> [Task instructions] Since each line must match the original, copy out the records with no differences at all.

> [Information shown]
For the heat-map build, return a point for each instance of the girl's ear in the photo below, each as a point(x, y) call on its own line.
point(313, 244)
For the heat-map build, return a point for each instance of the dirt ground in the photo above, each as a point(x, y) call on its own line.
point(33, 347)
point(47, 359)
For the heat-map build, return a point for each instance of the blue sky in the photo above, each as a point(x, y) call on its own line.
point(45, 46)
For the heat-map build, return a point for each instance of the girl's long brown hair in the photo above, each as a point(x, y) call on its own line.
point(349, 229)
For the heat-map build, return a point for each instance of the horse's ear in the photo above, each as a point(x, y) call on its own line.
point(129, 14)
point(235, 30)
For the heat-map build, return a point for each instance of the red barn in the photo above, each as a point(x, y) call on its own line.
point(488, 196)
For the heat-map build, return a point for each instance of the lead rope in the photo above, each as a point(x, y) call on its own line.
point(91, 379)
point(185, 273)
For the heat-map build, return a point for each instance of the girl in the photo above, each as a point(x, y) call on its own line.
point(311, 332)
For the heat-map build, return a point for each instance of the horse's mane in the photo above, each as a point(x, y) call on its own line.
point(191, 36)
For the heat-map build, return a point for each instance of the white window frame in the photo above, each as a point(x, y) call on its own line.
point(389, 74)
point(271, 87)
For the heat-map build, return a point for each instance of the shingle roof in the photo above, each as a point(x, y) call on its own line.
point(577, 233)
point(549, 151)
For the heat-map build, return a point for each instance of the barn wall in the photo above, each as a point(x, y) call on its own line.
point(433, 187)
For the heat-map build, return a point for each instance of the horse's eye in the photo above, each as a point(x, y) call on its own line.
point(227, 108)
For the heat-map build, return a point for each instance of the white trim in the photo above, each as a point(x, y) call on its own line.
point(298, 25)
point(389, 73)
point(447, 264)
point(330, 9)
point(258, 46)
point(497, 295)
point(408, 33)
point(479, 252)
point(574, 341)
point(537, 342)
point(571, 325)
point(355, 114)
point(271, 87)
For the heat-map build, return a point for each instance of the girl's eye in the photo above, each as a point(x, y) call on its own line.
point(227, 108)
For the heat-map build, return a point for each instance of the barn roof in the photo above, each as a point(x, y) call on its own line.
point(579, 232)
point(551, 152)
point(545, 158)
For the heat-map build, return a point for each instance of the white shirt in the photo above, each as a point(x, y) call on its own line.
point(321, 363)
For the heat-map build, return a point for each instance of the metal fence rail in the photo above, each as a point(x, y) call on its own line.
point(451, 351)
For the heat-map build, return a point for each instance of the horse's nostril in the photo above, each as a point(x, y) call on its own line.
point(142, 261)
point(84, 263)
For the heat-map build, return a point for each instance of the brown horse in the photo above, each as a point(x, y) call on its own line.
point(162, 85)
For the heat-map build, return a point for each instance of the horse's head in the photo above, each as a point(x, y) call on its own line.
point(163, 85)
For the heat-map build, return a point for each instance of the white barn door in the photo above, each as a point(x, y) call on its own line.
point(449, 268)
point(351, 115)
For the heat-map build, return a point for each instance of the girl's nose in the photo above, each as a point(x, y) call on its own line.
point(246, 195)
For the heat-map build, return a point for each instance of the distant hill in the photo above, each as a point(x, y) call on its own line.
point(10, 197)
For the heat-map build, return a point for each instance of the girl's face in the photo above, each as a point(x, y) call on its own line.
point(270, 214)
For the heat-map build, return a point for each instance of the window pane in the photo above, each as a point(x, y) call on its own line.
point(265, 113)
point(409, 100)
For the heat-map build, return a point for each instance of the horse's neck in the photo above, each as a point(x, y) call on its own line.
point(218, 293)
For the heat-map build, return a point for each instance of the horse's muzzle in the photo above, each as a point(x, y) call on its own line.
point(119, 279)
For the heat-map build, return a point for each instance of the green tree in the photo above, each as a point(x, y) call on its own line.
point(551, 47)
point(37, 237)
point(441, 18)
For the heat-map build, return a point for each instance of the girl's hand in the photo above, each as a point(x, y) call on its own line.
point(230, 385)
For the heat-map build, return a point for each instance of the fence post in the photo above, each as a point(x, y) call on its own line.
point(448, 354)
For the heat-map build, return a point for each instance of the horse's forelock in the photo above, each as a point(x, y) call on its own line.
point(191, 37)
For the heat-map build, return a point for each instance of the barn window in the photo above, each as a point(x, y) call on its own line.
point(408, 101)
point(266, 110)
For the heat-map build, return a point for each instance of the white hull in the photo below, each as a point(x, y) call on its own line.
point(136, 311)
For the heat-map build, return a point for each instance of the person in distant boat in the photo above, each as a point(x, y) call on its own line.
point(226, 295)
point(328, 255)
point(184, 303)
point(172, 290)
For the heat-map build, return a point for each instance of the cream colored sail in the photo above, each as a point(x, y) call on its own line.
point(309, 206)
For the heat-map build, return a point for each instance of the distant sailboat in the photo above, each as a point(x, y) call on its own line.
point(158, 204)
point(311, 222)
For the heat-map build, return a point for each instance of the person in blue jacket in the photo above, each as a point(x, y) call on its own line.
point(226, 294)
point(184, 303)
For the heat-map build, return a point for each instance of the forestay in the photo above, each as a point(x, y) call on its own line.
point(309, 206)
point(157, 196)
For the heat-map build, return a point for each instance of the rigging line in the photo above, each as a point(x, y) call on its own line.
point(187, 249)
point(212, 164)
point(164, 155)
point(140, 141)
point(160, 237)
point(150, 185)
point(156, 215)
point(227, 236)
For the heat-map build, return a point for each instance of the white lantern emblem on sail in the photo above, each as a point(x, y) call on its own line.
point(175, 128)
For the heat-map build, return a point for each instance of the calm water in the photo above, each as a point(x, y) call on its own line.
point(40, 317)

> [Output]
For the heat-map build, return a point for each instance of the girl's ear in the photo below, each as a point(x, y) call on its own line.
point(313, 244)
For the heat-map build, return a point for each instance of the dirt ground in the photo above, each as a point(x, y) call on its own line.
point(33, 347)
point(47, 359)
For the heat-map build, return a point for each instance of the blue sky in the photo above, each as a point(x, y) call on its own line.
point(45, 46)
For the heat-map build, return a point for each instance of the girl's long brown hair in the photo above, each as a point(x, y) call on its own line.
point(349, 229)
For the heat-map build, return a point for each instance of the horse's ear in the photo above, each as a point(x, y) call on its own line.
point(129, 14)
point(235, 30)
For the heat-map build, return a point for each instance of the red barn in the photo above, each as a point(x, y) call on its own line.
point(488, 196)
For the heat-map build, return a point for each instance of the lead rope in the photo above, each as a point(x, y) call on its own line.
point(91, 379)
point(185, 273)
For the heat-map build, return a point for each instance of the girl in the photo above, each as a point(x, y) call on its own line.
point(311, 332)
For the heat-map build, return a point for each instance of the horse's mane in the photo above, each as a point(x, y) call on its own line.
point(191, 36)
For the heat-map build, return a point for each instance of the white window frame in the photo above, each as a point(x, y) call on its own line.
point(389, 74)
point(271, 87)
For the heat-map build, return a point for each instance of the shingle roof in the photo above, each as a point(x, y) call on its own line.
point(577, 233)
point(549, 151)
For the heat-map build, return a point for each instance of the barn wall in the photo above, each as a point(x, y) call on its own line.
point(433, 187)
For the heat-map build, return a point for each instance of the horse's eye in the photo above, each as a point(x, y) call on its own line.
point(227, 108)
For the heat-map build, return a point for each instance of the white trim in the photo above, each as a point(x, y) call on its own line.
point(298, 25)
point(389, 73)
point(447, 264)
point(330, 9)
point(258, 46)
point(497, 295)
point(408, 33)
point(479, 252)
point(574, 341)
point(537, 342)
point(571, 325)
point(355, 114)
point(271, 87)
For the heat-map build, return a point for each instance of the girl's eye in the photo above, each as a point(x, y) call on its own line.
point(227, 108)
For the heat-map build, return a point for each instance of the barn roof in the photo above, each as a point(x, y) call on its own line.
point(579, 232)
point(551, 152)
point(545, 158)
For the heat-map build, return a point for each instance of the white shirt in the photo above, each as a point(x, y) call on its own line.
point(321, 363)
For the heat-map build, return a point for each instance of the metal fence rail in the photo above, each as a point(x, y) call on its own line.
point(451, 351)
For the heat-map build, return a point for each instance of the horse's nostril in the photo above, each as a point(x, y) call on its own line.
point(142, 261)
point(84, 263)
For the heat-map build, return a point for each instance of the brown horse in the photo above, each as a point(x, y) call on its own line.
point(162, 85)
For the heat-map build, return a point for each instance of the horse's head in the photo above, each as a point(x, y) call on its own line.
point(163, 85)
For the heat-map build, return a point for each instance of the white barn door in the photo above, each as a point(x, y) call on its own line.
point(449, 268)
point(351, 115)
For the heat-map build, return a point for each instance of the girl's nose in the photo above, each as a point(x, y) call on its own line.
point(246, 195)
For the heat-map build, return a point for each instance of the distant hill in the photo above, each as a point(x, y) call on its own line.
point(10, 197)
For the heat-map build, return a point for each instance of the girl's face in the photo above, each as a point(x, y) call on its own line.
point(270, 214)
For the heat-map build, return a point for each instance of the window pane in the photo above, each as a point(x, y) call on its own line.
point(265, 113)
point(409, 100)
For the heat-map build, return a point for each instance of the horse's neck in the photo above, each as a point(x, y) call on its own line.
point(218, 293)
For the heat-map build, return a point for each instance of the horse's muzzle in the photo above, each as a point(x, y) call on its own line.
point(119, 279)
For the heat-map build, return a point for each instance of the green tree in the photo above, each as a point(x, y) call on its own line.
point(551, 47)
point(37, 237)
point(441, 18)
For the heat-map build, return a point for each instance of the girl's hand in the photo above, each as a point(x, y) call on its own line.
point(230, 385)
For the heat-map build, return a point for each instance of the fence post in the photo above, each as a point(x, y) call on its own line.
point(448, 354)
For the heat-map build, return a point for each instance of the horse's forelock in the photo above, each as a point(x, y) call on its own line.
point(191, 37)
For the heat-map build, return a point for each instance of the barn window in the photo above, each as a point(x, y) call on its own line.
point(408, 101)
point(266, 110)
For the heat-map build, return a point for each instance of the white hull in the photo below, each as a point(x, y) call on its own line.
point(136, 311)
For the heat-map build, return a point for each instance of the person in distant boat in the photo above, each as a point(x, y) call on its own line.
point(226, 295)
point(328, 255)
point(184, 303)
point(172, 290)
For the heat-map build, return a point for each instance of the cream colored sail in the photo above, each as a point(x, y) call on its own line.
point(309, 206)
For the heat-map build, return a point for each instance of the distant sailboat in the photo above, each as a point(x, y) call on its own line.
point(158, 204)
point(311, 222)
For the heat-map build, return a point for each instance of the person in blue jacket in the photo above, each as a point(x, y) call on its own line.
point(226, 294)
point(184, 303)
For the heat-map build, return a point for each instance of the forestay in the photo above, each as a point(x, y) call on its own line.
point(309, 206)
point(157, 196)
For the heat-map build, return a point for each instance of the rigging line in the photo above, each as a point(x, y) call on its own line.
point(187, 249)
point(212, 164)
point(164, 155)
point(140, 141)
point(160, 237)
point(150, 185)
point(156, 215)
point(227, 236)
For the heat-map build, return a point for each instance of the white lantern emblem on sail in the photo above, each as a point(x, y) call on its own line.
point(175, 128)
For the heat-map build, return a point for each instance of the calm water in the photo above, each as a point(x, y) call on its own line.
point(40, 317)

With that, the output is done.